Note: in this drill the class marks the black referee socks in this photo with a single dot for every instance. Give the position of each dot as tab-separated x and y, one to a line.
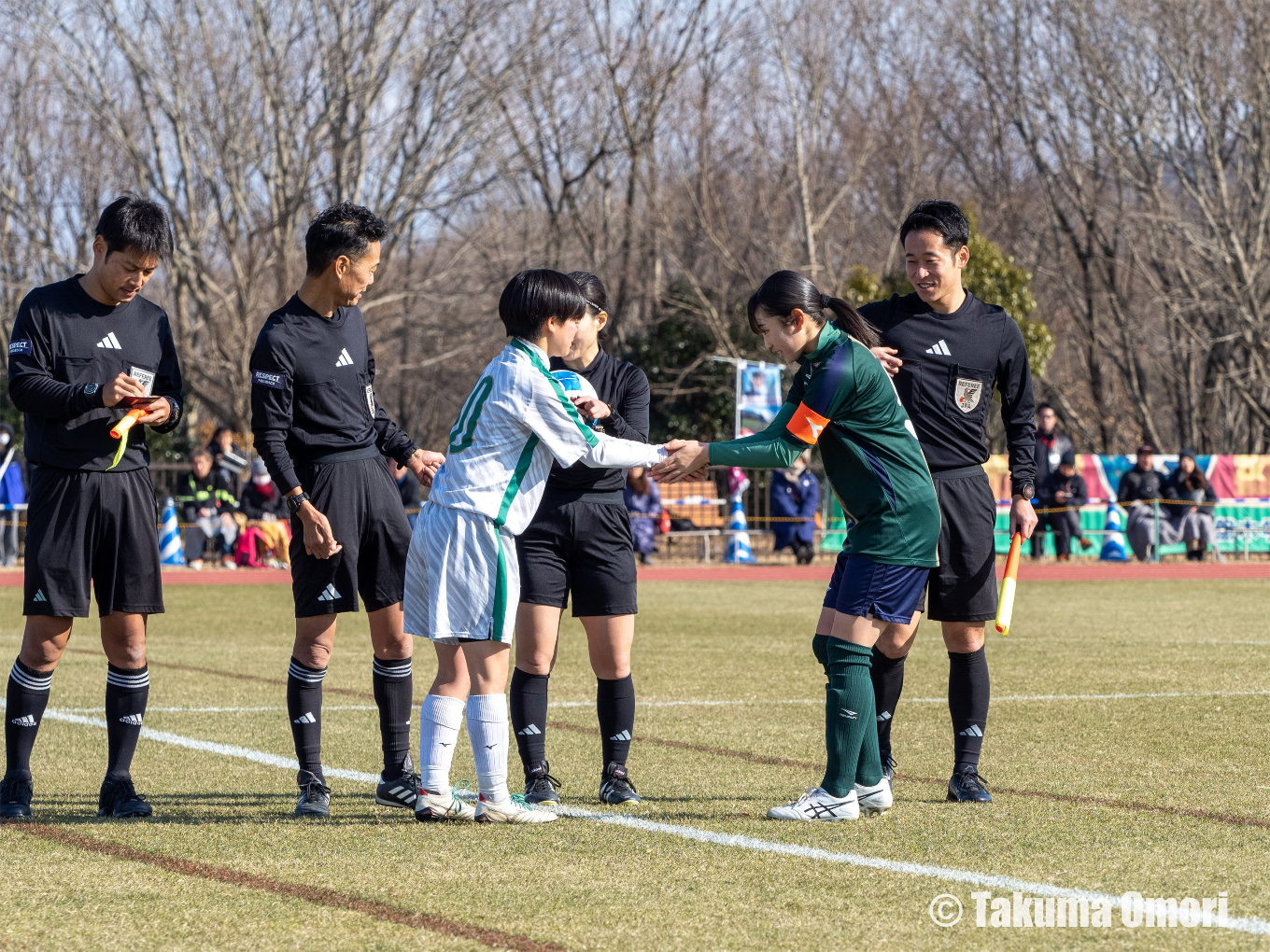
303	708
394	695
126	695
888	678
529	712
968	704
614	707
25	701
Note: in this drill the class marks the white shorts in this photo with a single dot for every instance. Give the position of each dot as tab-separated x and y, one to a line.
462	581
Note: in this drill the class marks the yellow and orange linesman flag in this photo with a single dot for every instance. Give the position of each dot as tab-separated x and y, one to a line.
1006	606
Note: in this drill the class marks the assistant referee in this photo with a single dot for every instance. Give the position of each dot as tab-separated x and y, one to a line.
324	440
83	352
948	351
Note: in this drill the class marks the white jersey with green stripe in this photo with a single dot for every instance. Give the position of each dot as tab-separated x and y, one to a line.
515	422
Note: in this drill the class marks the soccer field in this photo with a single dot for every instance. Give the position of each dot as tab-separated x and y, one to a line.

::::::::::

> [Brief] Rewrite all of the records above with every occurrence of "drill" changed to "exercise" and everything else kept the same. Omit the pictures from your answer.

> [Result of this exercise]
Note: in this exercise the class marks the black referee socks in this photo with a single dot for every instance. Give the position of each dot as tab-separated x and y, one to a line.
303	708
394	695
126	695
888	678
529	712
968	704
614	707
25	701
Note: in this exercise the class marks the white shorts in this photo with a single dot for every instance. Give the position of each dot as tab-separated x and y, one to a line.
462	581
Note: in this exercise the class marks the yellow and orange linesman flag in this photo with a single dot for every instance. Give the position of each dot as tab-separated x and y, one to a line.
1006	606
Note: in this exercise the class marks the assistant referee in this photo with a single dot for every instance. Give the position of each dot as tab-separated x and y, one to a line.
324	440
83	352
948	351
Note: in this exercise the class marks the white jersey with green stripe in this photo with a single dot for every instance. Give the position of each dot as tab-separated x and y, one to a line.
515	422
Note: in this exercise the class marks the soccer field in this photo with a single dot for every instance. Give the position of each dot as tab-separated x and y, one to a line.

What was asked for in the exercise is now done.